*DATA UNDER STUDY*
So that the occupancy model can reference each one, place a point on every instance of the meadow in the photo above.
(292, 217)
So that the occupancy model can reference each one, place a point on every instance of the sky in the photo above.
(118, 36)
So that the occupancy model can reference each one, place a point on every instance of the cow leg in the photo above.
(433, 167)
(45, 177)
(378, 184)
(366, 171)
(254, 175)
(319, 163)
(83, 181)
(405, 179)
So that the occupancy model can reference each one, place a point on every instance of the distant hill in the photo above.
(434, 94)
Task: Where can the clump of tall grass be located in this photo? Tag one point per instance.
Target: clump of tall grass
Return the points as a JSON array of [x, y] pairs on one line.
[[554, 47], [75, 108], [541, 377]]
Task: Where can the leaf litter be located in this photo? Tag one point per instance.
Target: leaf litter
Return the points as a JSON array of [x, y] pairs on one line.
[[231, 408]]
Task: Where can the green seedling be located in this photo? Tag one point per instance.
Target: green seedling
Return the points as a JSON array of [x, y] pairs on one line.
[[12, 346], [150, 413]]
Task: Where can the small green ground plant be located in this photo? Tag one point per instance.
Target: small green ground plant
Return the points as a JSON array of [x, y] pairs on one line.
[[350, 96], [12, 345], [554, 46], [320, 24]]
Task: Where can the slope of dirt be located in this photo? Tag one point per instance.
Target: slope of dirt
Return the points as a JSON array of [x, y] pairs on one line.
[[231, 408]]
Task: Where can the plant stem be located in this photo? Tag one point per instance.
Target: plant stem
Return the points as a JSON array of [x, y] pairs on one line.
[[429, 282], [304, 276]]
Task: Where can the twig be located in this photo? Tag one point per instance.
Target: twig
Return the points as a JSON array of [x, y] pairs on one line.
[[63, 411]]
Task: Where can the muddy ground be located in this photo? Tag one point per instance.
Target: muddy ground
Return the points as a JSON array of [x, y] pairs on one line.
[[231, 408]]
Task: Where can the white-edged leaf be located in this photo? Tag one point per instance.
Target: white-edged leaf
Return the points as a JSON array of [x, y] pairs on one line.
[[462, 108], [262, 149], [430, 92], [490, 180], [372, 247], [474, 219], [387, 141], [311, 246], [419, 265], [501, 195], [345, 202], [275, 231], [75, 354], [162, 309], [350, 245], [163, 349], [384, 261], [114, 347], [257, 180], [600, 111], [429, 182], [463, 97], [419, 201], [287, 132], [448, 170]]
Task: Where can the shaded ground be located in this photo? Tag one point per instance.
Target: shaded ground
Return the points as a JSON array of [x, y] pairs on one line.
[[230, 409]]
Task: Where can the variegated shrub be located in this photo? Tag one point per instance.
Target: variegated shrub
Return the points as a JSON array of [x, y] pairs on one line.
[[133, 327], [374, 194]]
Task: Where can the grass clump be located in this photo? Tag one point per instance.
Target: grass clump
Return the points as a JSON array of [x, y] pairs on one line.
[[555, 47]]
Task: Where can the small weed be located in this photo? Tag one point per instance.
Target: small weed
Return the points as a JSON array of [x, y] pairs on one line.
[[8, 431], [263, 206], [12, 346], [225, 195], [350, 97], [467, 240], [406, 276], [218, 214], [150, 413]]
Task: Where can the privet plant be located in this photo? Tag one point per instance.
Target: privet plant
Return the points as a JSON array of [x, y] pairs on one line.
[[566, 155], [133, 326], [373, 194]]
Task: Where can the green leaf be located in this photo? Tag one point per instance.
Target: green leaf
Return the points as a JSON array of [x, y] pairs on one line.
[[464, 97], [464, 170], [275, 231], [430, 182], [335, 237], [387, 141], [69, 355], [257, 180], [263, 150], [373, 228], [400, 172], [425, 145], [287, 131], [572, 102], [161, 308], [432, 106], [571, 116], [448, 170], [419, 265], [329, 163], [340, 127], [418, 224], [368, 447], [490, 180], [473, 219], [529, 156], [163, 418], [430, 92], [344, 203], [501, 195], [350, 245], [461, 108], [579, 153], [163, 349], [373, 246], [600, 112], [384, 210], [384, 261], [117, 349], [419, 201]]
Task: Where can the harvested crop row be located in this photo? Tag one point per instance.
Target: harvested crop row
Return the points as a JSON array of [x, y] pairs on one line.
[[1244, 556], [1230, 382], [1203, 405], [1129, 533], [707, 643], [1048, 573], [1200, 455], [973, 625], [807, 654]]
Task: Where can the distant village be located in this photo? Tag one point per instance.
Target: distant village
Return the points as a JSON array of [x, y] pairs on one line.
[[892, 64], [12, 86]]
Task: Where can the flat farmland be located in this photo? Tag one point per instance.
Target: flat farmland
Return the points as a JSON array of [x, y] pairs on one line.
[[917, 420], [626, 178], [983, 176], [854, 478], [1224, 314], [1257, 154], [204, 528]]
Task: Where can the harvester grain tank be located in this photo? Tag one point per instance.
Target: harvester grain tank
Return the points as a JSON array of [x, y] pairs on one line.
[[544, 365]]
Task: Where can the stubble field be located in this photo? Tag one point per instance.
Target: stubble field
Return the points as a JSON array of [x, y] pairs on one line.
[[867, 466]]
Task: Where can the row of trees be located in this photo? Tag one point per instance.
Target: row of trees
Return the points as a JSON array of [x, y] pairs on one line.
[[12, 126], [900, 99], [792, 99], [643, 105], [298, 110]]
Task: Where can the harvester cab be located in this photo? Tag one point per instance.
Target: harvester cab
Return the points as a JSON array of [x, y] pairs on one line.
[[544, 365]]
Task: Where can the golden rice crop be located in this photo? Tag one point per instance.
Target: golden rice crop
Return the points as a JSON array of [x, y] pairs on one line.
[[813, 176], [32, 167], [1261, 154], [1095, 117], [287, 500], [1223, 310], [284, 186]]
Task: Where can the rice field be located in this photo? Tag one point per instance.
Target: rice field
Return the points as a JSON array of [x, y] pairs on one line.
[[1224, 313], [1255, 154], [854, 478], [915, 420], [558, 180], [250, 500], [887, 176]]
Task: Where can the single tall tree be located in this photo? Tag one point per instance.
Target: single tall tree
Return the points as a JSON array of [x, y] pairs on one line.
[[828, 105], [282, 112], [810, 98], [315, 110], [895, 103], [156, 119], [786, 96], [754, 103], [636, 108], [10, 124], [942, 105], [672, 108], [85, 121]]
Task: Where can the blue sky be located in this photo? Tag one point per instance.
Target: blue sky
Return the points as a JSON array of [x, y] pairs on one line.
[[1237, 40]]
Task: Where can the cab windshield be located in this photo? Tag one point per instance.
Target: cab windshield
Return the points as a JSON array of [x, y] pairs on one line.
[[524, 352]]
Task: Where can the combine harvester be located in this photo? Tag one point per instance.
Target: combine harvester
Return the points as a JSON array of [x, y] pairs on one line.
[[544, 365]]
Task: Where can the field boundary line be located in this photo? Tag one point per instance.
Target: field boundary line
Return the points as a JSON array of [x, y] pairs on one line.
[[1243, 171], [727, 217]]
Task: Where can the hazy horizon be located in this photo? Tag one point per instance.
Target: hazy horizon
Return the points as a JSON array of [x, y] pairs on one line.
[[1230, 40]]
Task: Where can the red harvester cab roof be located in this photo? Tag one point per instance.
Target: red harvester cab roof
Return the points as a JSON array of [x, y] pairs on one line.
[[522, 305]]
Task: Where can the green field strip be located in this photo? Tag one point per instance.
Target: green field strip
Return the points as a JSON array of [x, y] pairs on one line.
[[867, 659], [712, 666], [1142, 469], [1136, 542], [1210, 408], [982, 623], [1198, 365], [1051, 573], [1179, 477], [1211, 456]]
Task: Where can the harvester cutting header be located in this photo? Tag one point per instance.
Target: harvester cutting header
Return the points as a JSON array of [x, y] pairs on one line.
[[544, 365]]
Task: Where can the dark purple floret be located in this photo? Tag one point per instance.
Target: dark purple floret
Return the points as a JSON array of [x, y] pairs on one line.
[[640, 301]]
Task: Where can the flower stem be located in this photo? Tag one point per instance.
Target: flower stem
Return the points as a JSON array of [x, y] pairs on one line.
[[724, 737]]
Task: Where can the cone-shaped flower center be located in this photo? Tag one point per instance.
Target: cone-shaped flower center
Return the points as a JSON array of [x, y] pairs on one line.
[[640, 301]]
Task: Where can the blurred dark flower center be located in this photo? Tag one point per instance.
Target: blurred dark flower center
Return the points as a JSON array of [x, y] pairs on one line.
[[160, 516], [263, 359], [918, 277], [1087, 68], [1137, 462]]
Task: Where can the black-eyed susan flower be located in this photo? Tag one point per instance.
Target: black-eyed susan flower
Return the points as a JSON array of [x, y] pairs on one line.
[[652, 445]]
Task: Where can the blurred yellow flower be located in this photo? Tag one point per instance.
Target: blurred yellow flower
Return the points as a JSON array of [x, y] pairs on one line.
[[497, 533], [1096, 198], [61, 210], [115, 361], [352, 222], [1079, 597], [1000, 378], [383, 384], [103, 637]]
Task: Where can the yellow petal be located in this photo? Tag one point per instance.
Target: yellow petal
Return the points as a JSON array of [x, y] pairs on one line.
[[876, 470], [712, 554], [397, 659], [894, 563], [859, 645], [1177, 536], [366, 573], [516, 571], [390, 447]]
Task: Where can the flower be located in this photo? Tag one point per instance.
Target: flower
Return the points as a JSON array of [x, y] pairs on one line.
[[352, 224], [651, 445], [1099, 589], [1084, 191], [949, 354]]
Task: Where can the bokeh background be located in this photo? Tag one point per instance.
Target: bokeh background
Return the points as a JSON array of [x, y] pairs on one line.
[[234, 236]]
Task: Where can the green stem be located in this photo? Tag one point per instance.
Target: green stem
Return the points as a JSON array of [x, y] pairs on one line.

*EXERCISE DESCRIPTION*
Report the number of lines in the material above that contain "twig". Nothing else is wanted.

*ANSWER TO THIS PROBLEM*
2